** Start GIVEN RECORDS **
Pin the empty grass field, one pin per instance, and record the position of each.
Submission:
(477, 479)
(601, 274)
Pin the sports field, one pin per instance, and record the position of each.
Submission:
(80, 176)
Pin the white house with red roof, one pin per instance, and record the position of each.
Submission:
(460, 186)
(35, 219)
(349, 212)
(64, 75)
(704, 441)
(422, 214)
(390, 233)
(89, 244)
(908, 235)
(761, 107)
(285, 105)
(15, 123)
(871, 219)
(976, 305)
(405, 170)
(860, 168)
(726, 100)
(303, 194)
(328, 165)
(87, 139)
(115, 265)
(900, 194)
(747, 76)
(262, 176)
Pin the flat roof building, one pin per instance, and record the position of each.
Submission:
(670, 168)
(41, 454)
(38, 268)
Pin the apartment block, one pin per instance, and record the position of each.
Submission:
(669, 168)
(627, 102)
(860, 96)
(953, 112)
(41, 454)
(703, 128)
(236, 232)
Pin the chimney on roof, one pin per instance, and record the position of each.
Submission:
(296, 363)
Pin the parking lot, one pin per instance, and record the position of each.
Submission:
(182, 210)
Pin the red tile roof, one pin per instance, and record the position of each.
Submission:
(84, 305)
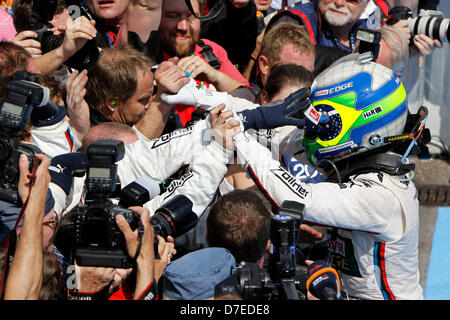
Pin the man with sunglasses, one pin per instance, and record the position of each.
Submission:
(330, 23)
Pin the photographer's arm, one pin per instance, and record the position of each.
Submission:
(77, 108)
(77, 33)
(145, 279)
(25, 276)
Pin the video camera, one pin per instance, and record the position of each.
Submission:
(98, 240)
(429, 22)
(43, 11)
(22, 95)
(280, 278)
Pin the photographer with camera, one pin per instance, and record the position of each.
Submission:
(55, 49)
(28, 116)
(25, 275)
(368, 201)
(112, 283)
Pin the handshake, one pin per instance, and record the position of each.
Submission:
(275, 114)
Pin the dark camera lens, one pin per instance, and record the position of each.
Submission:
(5, 149)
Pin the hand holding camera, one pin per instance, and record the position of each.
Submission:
(141, 249)
(77, 33)
(26, 39)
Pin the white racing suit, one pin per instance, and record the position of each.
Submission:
(375, 215)
(159, 159)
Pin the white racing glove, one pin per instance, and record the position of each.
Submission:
(191, 94)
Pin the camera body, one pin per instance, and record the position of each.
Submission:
(97, 239)
(280, 278)
(21, 97)
(429, 22)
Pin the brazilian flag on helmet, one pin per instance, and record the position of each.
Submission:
(354, 104)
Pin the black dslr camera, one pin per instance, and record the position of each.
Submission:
(429, 22)
(22, 96)
(97, 239)
(281, 278)
(43, 11)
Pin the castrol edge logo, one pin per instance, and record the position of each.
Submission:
(339, 88)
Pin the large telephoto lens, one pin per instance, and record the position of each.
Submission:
(434, 26)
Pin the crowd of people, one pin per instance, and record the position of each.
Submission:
(238, 106)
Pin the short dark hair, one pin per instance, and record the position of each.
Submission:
(240, 222)
(287, 74)
(13, 58)
(115, 75)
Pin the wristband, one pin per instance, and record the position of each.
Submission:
(150, 293)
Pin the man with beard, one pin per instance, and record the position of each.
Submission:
(331, 23)
(205, 61)
(180, 36)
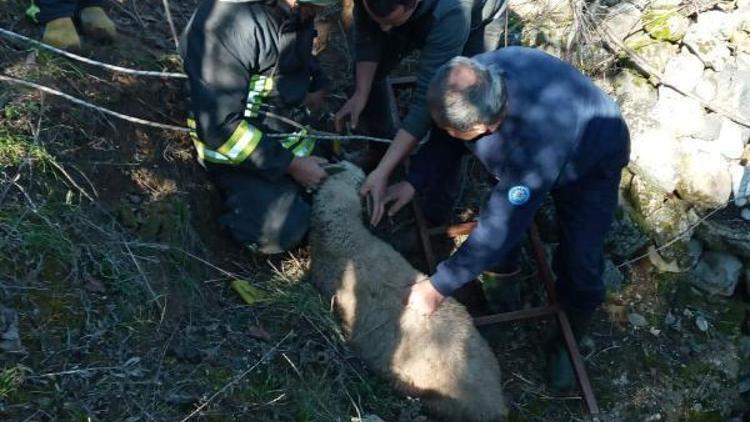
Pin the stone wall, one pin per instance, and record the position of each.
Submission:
(681, 74)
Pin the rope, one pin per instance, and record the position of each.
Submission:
(86, 60)
(93, 106)
(137, 120)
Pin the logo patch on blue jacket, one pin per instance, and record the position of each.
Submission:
(519, 195)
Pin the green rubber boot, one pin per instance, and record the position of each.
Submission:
(502, 290)
(560, 370)
(97, 24)
(61, 33)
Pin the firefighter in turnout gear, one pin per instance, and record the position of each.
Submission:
(247, 61)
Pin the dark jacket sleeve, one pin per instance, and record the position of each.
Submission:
(369, 39)
(318, 78)
(434, 160)
(219, 63)
(445, 41)
(502, 221)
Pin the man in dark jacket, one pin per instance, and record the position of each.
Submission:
(385, 32)
(539, 126)
(247, 61)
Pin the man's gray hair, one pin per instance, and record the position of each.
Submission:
(460, 106)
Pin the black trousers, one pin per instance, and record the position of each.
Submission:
(53, 9)
(267, 216)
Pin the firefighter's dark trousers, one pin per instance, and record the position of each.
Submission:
(267, 216)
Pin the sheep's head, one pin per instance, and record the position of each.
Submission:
(339, 194)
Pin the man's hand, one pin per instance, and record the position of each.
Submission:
(314, 100)
(307, 171)
(353, 108)
(423, 298)
(375, 185)
(400, 194)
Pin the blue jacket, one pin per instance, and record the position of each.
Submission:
(560, 128)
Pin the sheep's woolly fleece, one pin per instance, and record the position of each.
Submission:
(441, 358)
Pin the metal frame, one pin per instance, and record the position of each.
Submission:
(551, 309)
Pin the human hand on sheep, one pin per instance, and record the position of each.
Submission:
(400, 194)
(423, 298)
(374, 186)
(307, 171)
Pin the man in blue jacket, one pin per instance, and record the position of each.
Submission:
(539, 126)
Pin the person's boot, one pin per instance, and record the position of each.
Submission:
(560, 371)
(502, 290)
(97, 24)
(61, 33)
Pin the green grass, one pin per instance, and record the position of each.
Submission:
(10, 379)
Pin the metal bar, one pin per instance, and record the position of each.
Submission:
(538, 250)
(541, 311)
(564, 324)
(403, 80)
(454, 230)
(429, 255)
(578, 365)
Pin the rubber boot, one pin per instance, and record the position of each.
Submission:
(560, 370)
(61, 33)
(502, 290)
(97, 24)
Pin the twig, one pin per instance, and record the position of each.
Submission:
(237, 379)
(171, 24)
(95, 107)
(86, 60)
(143, 275)
(76, 371)
(294, 367)
(186, 253)
(70, 179)
(614, 43)
(679, 236)
(595, 354)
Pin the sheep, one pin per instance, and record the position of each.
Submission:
(441, 358)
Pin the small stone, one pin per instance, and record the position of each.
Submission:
(717, 273)
(745, 347)
(744, 385)
(368, 418)
(707, 39)
(637, 320)
(654, 156)
(656, 53)
(612, 277)
(701, 323)
(731, 140)
(679, 115)
(669, 319)
(622, 19)
(703, 178)
(684, 70)
(10, 340)
(622, 380)
(733, 89)
(665, 24)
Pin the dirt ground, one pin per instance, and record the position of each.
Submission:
(124, 304)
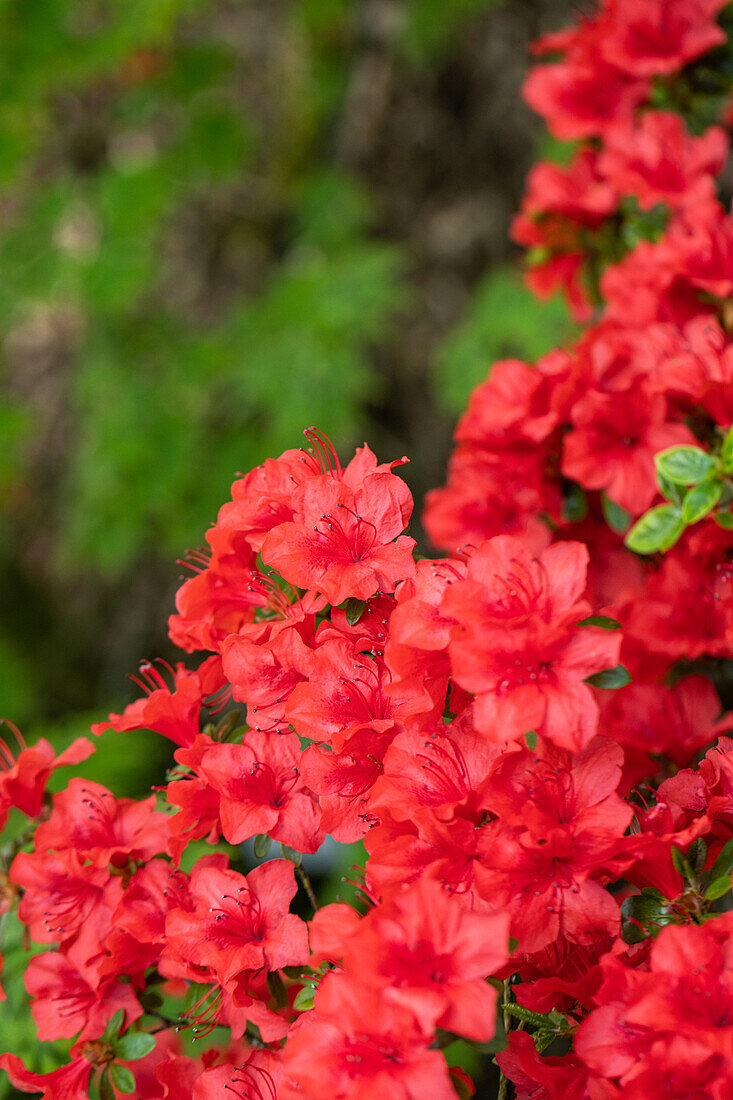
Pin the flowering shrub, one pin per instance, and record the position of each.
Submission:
(527, 734)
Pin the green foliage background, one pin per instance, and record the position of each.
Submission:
(222, 221)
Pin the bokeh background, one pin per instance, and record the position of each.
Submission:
(222, 221)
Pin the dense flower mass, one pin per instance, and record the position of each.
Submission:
(528, 734)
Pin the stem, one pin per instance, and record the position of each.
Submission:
(503, 1081)
(305, 882)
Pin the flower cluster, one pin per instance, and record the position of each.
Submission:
(511, 729)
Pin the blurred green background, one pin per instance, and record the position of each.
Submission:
(222, 221)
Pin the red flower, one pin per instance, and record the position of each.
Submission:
(517, 646)
(67, 1082)
(346, 542)
(261, 791)
(23, 780)
(658, 161)
(560, 822)
(88, 817)
(656, 36)
(65, 1003)
(66, 901)
(356, 1046)
(614, 440)
(427, 953)
(173, 713)
(239, 923)
(343, 781)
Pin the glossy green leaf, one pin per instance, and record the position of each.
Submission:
(262, 843)
(658, 529)
(616, 677)
(122, 1078)
(134, 1045)
(615, 517)
(602, 620)
(354, 608)
(726, 452)
(685, 464)
(304, 999)
(700, 499)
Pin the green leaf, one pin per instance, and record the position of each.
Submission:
(718, 888)
(679, 861)
(724, 862)
(262, 843)
(615, 517)
(354, 608)
(602, 620)
(538, 1019)
(295, 857)
(122, 1078)
(697, 855)
(668, 490)
(700, 499)
(646, 910)
(304, 999)
(115, 1024)
(134, 1045)
(610, 678)
(685, 464)
(726, 452)
(106, 1090)
(656, 530)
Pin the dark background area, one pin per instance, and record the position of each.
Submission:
(221, 222)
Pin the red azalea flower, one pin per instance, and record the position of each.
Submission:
(427, 953)
(65, 1003)
(658, 161)
(560, 821)
(517, 646)
(356, 1046)
(239, 923)
(23, 779)
(66, 901)
(261, 791)
(173, 713)
(67, 1082)
(87, 817)
(346, 691)
(581, 97)
(343, 781)
(656, 36)
(263, 670)
(614, 440)
(346, 542)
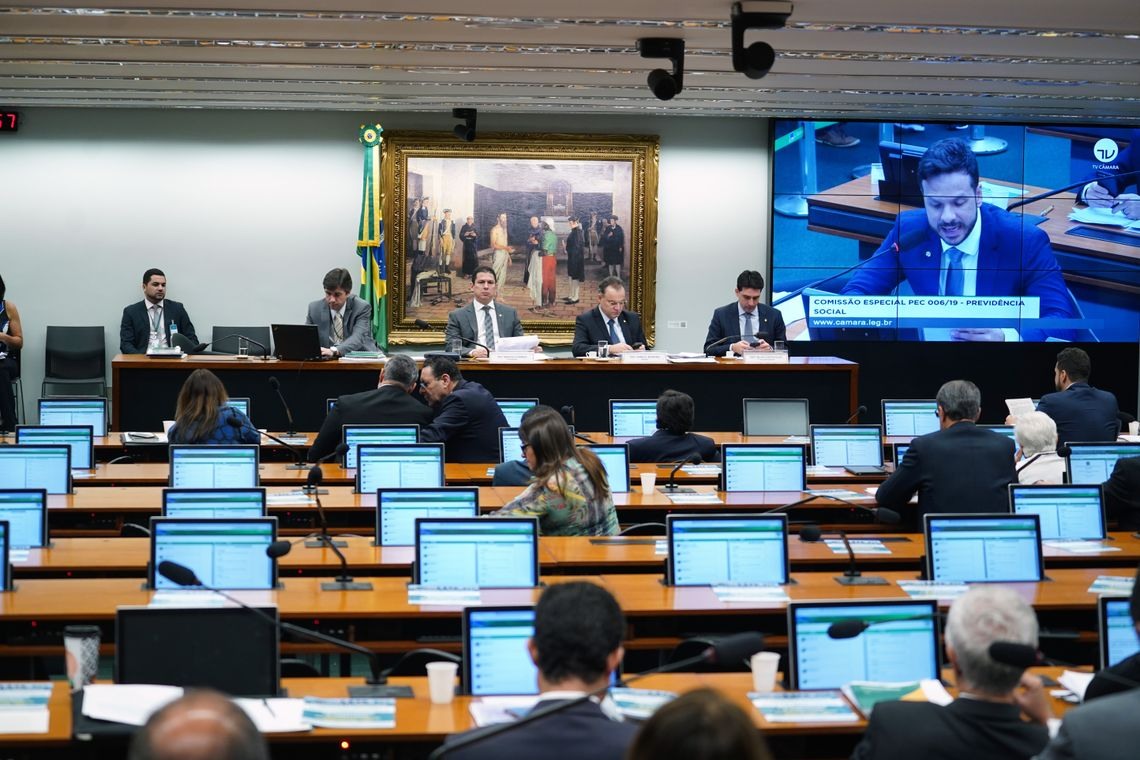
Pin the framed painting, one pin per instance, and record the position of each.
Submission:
(513, 203)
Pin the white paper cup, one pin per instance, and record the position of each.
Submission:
(765, 665)
(441, 681)
(649, 480)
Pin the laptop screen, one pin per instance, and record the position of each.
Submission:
(390, 465)
(357, 434)
(976, 548)
(616, 460)
(513, 409)
(26, 514)
(78, 438)
(213, 503)
(1093, 463)
(483, 552)
(397, 509)
(35, 466)
(835, 446)
(710, 550)
(762, 467)
(227, 648)
(910, 416)
(75, 411)
(775, 417)
(901, 643)
(228, 554)
(1118, 638)
(213, 466)
(1066, 512)
(633, 418)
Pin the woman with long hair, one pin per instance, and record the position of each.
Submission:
(569, 493)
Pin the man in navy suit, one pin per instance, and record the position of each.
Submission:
(610, 323)
(467, 416)
(577, 644)
(755, 324)
(961, 246)
(149, 319)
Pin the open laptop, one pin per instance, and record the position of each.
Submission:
(983, 548)
(397, 509)
(1066, 512)
(480, 552)
(763, 467)
(26, 513)
(900, 643)
(213, 466)
(227, 554)
(717, 549)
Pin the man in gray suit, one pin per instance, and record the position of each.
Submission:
(343, 320)
(482, 320)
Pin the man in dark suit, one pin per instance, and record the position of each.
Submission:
(474, 323)
(577, 644)
(148, 321)
(609, 321)
(343, 320)
(1081, 411)
(467, 416)
(960, 467)
(747, 324)
(985, 721)
(960, 246)
(673, 439)
(389, 403)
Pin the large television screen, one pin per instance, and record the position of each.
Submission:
(934, 231)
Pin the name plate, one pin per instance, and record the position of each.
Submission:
(644, 358)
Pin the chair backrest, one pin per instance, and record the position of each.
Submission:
(75, 352)
(222, 344)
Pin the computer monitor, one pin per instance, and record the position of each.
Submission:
(228, 554)
(1118, 638)
(75, 410)
(776, 417)
(1066, 512)
(37, 466)
(78, 438)
(616, 459)
(397, 509)
(838, 446)
(983, 548)
(763, 467)
(391, 465)
(900, 643)
(233, 650)
(633, 417)
(716, 549)
(480, 552)
(513, 409)
(1093, 463)
(26, 513)
(213, 466)
(353, 435)
(213, 504)
(910, 416)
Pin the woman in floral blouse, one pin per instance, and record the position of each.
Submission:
(570, 493)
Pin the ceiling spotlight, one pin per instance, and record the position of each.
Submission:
(756, 60)
(665, 84)
(466, 130)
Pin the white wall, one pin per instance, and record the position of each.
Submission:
(245, 211)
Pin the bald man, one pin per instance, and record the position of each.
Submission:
(202, 725)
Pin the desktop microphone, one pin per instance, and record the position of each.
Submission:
(730, 648)
(274, 383)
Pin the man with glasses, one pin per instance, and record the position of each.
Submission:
(610, 323)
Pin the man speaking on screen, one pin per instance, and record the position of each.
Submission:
(959, 246)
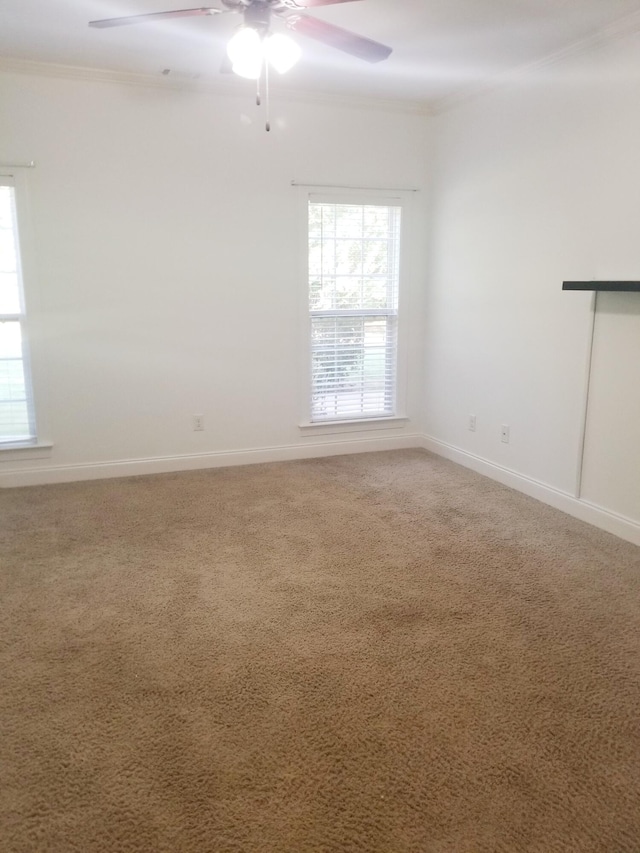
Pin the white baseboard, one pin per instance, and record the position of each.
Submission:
(619, 525)
(189, 462)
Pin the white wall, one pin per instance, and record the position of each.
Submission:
(536, 183)
(168, 249)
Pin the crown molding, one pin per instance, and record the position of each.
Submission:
(618, 29)
(222, 88)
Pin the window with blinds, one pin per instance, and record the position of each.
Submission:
(353, 269)
(17, 425)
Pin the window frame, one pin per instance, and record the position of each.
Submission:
(387, 198)
(33, 446)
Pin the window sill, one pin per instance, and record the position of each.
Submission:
(359, 425)
(23, 452)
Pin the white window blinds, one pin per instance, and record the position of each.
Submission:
(16, 405)
(354, 254)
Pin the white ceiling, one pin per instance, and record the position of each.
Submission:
(441, 48)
** End GIVEN RECORDS **
### WHAT YOU SHOULD DO
Can you rescale the lines starting with the one that contains "Pin the window frame, one" and going on through the end of the records? Repeat those lines, requests included, with each answer coordinate multiplied by 0.25 and rounded to a whole number, halves going up.

### TASK OUTPUT
Pin the window frame, one pin per instance, and record the position of each.
Submission:
(97, 50)
(8, 112)
Pin the window sill, one pin per instance, and record the position of each.
Submission:
(90, 106)
(6, 113)
Pin the white window blinds, one pin per instance, and record the position of each.
Submission:
(4, 101)
(89, 64)
Pin the white ceiling, one pin per instance, and record the position of each.
Submission:
(110, 12)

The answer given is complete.